*WHAT YOU SHOULD DO*:
Read the records below. Copy each line where the string "glossy" occurs.

::::

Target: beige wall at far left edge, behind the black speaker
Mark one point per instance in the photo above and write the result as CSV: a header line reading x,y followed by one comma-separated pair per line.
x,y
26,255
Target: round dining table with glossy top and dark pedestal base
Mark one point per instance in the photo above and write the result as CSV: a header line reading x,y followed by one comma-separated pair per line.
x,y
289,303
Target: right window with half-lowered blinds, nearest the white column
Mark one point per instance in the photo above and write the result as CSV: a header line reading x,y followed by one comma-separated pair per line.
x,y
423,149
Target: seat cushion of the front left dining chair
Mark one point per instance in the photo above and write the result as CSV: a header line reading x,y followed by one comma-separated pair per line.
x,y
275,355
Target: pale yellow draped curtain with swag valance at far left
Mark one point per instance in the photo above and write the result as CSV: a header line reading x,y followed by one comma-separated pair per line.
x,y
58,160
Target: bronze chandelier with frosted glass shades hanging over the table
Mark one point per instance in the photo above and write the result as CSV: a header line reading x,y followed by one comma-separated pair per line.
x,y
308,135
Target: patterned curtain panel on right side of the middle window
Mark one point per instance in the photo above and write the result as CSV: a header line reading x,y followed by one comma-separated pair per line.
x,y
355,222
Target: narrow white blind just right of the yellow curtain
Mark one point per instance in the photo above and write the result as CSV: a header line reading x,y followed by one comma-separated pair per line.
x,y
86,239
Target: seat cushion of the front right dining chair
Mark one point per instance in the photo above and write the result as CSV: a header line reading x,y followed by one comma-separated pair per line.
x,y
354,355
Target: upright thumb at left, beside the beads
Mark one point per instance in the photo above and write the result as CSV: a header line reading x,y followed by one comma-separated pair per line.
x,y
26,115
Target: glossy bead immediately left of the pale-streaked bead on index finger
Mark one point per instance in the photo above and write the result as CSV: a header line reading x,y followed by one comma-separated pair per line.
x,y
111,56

::::

*ANSWER SECTION*:
Target: round dining table with glossy top and dark pedestal base
Target: glossy bead immediately left of the pale-streaked bead on index finger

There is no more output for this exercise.